- **DOCUMENT SEGMENT**
----

This section collects any data citations, data availability statements, or supplementary materials included in this article.

Supplementary Materials

Additional file 1: Table S1. (42.3KB, xlsx)

Number of queens and workers used for RNA pooling before library preparation. Three replicates per species per caste were sequenced using an equal number of samples in each of them. Number of pooled Formica exsecta samples can be found in [19]. Number of de novo assembled contigs using Trinity before and after filtering, given with the transcriptomes’s size and number of reads. See Methods for full description of the filtering steps. Number of caste differentially expressed genes found in each species using EdgeR (Queens, number of queen upregulated genes; Workers, number of worker upregulated genes; Non DE, number of non-differentially expressed genes; Initial count, number of contigs analysed before cutoff; Cutoff, cutoff limit from RNA-spike-in analysis). The number of differentially expressed genes between queen and worker varied among species, from 323 genes (7.4 % of the total number of genes kept for the analysis) in Formica aquilonia to 5502 genes (72 %) in Linepithema humile (S. invicta mono, Solenopsis invicta monogynous form; S. invicta poly, Solenopsis invicta polygynous form). No queens were found for Lasius turcicus. (XLSX 42 kb)

Additional file 2: Table S2. (7.7MB, xlsx)

Dataframe used as input for the WGCNA analysis. Each column represents one sample analyzed and each row represents the expression level of one OGG across all samples. (XLSX 7837 kb)

Additional file 3: Figure S1. (12.6KB, pdf)

Expression levels of orthologous gene groups removed (blue) and kept (red) for WGCNA analysis. WGCNA pre-cleaning step removed data with excessive missing values, which may impact our ability to detect co-expression patterns. On average, expression data were not available for 26 samples (out of 100) for the removed OGGs (2432 OGGs), and only 7 samples for the contigs that were kept for further analysis (7427 OGGs). (PDF 12 kb)

Additional file 4: Table S3. (3.3MB, xlsx)

Results of the MCMC general linear model (GLM) with 500,000 iterations testing the influence of biological traits on module eigengenes and accounting for the effects of phylogeny. The expression of 32 modules was significantly correlated with one of the two female castes. The modules associated with caste were also found to be correlated with several important phenotypic traits (worker sterility, the number of queens per colony and invasiveness). We found that eight modules showed significant interactions with multiple traits, suggesting that these modules play a role in biological traits beyond caste differentiation. (XLSX 3332 kb)

----

- **DATA SHOWN**
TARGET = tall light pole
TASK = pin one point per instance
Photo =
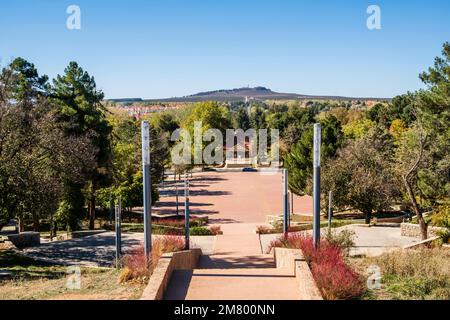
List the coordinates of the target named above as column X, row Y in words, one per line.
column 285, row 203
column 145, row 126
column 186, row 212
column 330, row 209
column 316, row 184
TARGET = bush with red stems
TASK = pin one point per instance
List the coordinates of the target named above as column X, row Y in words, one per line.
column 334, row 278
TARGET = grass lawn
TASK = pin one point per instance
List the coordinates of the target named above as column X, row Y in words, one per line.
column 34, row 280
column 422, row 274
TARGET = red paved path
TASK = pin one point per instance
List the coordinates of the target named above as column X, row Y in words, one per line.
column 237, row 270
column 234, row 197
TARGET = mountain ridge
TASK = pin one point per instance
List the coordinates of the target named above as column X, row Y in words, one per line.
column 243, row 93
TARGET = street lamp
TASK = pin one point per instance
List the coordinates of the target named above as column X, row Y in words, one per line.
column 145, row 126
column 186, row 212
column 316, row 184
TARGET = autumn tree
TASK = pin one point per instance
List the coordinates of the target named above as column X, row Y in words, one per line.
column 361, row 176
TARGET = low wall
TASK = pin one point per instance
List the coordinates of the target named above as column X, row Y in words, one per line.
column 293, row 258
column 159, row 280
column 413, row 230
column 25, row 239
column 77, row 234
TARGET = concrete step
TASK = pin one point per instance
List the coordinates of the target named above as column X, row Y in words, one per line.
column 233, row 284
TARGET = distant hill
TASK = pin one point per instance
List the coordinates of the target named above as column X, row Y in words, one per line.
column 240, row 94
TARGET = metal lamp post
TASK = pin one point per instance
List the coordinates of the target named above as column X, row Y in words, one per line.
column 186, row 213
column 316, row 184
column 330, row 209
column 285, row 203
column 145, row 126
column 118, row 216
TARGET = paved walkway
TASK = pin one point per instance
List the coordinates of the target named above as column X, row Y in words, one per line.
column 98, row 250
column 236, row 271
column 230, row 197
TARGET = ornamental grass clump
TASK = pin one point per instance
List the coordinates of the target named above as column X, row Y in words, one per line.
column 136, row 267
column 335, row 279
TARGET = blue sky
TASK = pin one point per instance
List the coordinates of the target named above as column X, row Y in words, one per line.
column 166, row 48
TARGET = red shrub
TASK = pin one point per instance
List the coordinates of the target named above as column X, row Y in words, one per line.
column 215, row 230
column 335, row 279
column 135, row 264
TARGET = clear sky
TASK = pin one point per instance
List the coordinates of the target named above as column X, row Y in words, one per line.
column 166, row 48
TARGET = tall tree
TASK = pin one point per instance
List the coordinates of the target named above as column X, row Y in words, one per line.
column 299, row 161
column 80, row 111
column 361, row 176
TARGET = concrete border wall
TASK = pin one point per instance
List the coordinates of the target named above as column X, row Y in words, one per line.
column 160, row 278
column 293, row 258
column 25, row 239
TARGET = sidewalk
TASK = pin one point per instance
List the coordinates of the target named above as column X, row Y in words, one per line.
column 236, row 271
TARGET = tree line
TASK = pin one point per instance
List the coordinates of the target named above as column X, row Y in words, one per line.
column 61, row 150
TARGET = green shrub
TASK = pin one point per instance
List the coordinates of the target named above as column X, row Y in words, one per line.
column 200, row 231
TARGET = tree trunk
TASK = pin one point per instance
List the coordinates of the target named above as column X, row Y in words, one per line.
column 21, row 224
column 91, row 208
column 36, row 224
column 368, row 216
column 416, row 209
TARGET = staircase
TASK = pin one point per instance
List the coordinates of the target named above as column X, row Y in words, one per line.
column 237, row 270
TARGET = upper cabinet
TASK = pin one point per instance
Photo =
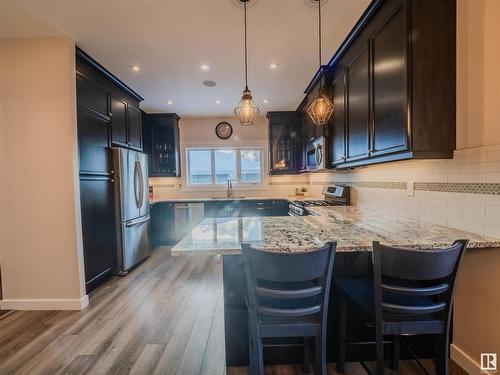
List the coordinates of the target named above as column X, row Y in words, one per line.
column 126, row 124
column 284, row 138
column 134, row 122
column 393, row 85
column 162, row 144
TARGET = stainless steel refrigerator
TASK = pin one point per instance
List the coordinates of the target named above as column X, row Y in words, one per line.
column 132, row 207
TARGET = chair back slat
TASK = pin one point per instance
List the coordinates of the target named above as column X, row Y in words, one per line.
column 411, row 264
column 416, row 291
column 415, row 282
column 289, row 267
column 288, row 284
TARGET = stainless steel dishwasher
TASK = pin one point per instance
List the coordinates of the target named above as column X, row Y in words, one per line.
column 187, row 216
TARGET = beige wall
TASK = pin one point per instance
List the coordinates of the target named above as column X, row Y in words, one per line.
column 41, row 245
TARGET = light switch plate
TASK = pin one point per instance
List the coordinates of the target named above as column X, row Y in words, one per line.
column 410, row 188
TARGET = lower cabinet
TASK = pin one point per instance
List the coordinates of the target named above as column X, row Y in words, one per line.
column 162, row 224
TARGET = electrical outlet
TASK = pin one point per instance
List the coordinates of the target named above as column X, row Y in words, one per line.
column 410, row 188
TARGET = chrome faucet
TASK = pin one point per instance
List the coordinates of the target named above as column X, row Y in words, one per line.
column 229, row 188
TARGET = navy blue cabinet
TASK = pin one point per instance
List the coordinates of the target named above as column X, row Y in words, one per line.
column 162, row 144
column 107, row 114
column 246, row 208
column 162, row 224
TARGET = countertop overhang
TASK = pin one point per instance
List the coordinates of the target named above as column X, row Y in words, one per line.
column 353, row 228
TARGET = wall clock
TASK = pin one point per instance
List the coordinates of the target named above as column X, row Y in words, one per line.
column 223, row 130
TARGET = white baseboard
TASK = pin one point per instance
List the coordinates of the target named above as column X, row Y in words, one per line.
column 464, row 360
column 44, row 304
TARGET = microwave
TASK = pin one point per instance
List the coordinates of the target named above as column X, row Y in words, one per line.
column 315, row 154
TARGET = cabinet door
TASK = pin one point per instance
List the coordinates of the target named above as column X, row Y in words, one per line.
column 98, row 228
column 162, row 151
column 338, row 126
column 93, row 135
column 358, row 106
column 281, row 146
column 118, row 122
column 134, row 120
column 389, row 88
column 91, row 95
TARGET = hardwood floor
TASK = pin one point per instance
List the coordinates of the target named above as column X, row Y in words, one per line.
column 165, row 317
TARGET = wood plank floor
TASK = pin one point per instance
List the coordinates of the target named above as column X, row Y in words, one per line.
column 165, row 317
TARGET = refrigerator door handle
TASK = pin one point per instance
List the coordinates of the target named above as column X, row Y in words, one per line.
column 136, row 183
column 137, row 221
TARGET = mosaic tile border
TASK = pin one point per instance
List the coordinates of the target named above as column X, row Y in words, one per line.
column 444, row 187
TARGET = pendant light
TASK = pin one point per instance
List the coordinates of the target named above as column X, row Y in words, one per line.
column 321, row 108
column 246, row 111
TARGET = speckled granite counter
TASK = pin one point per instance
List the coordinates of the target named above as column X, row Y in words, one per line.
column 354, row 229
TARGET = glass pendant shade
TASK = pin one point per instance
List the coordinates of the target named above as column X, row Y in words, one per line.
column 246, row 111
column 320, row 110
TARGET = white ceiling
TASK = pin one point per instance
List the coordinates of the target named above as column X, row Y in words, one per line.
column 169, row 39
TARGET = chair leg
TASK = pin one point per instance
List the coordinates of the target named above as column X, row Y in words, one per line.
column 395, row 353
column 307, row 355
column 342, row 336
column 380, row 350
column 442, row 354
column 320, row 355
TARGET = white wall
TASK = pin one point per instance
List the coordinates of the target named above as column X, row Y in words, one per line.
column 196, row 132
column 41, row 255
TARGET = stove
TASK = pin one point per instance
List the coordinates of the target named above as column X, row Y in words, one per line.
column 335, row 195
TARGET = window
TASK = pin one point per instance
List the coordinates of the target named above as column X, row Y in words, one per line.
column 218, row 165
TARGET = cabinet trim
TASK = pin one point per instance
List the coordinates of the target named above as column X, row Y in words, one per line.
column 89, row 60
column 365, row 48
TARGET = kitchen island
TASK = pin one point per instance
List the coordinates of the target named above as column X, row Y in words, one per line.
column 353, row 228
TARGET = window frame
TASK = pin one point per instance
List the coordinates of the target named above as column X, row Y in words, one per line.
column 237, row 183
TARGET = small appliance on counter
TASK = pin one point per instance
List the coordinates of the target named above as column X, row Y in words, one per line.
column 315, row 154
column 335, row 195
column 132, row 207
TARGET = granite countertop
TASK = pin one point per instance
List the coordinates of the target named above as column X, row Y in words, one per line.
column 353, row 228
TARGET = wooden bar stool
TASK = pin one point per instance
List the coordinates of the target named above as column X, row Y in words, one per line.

----

- **TASK LIST**
**1.** List each additional file named in the supplementary materials section on ant caste gene expression, giving its label and its size and format as shown in parentheses.
**2.** Continue the supplementary materials section on ant caste gene expression from its final sentence.

- **EXPECTED RESPONSES**
**1.**
Additional file 1: Table S1 (42.3KB, xlsx)
Additional file 2: Table S2 (7.7MB, xlsx)
Additional file 3: Figure S1 (12.6KB, pdf)
Additional file 4: Table S3 (3.3MB, xlsx)

**2.**
Additional file 5: Table S4. (30.6KB, pdf)

Number of differentially expressed genes (DEGs) present in each module (Caste, association of the module with either queen (Queen) or worker traits (Worker), or not associated (NTA); No. Queen DEGs, number of queen upregulated genes belonging to the module; No Worker DEGs, number of worker upregulated genes belonging to the module; No Non DEGs, number of genes non-differentially expressed belonging to the module; % DEGs, percentage of DEGs compared with the total number of genes found in the modules). (PDF 30 kb)

Additional file 6: Figure S2. (252.8KB, pdf)

Visualization of two caste-associated modules (Queen and Worker). The graph represents genes (nodes) connected by edges showing correlation in gene expression. Central genes (hub genes) which have multiple connections to other genes and their biological functions are indicated. Hub genes have high probabilities of being essential for biological functions [92]. (PDF 252 kb)

Additional file 7: Table S5. (244KB, xlsx)

List of blast annotations for each OGG using BLASTp. (XLSX 243 kb)

Additional file 8: Table S6. (293.5KB, xlsx)

List of enriched GO term for each module. The GOstats package for R [85] was used to conduct GO term enrichment analysis. No enriched GO term could be found for module 3. (XLSX 293 kb)

Additional file 9: Figure S3. (50.6KB, pdf)

Box plots showing the distribution of connectivity rates for OGGs in non-caste-associated modules (NTA), OGGs in queen-associated modules (Queen) and OGGs in worker-associated modules (Worker), and calculated using WGCNA. The median connectivity values are indicated above the boxplot. OGGs in worker-associated modules had significantly lower connectivity rates than OGGs in queen-associated modules (GLM, p = 0.034) and in non-caste-associated modules (GLM, p = 0.014) * p < 0.05.. (PDF 50 kb)

Additional file 10: Figure S4. (59.3KB, pdf)

Box plots showing the distribution of expression levels for OGGs in non-caste-associated modules (NTA), OGGs in queen-associated modules (Queen) and OGGs in worker-associated modules (Worker), and calculated using RSEM. The median expression values are indicated above the boxplot. OGGs in worker-associated modules had significantly higher expression values than OGGs in queen-associated modules (GLM, p < 0.001) and in non-caste-associated modules (GLM, p < 0.001) *** p < 0.001. (PDF 59 kb)

Additional file 11: Table S7. (26.8KB, xlsx)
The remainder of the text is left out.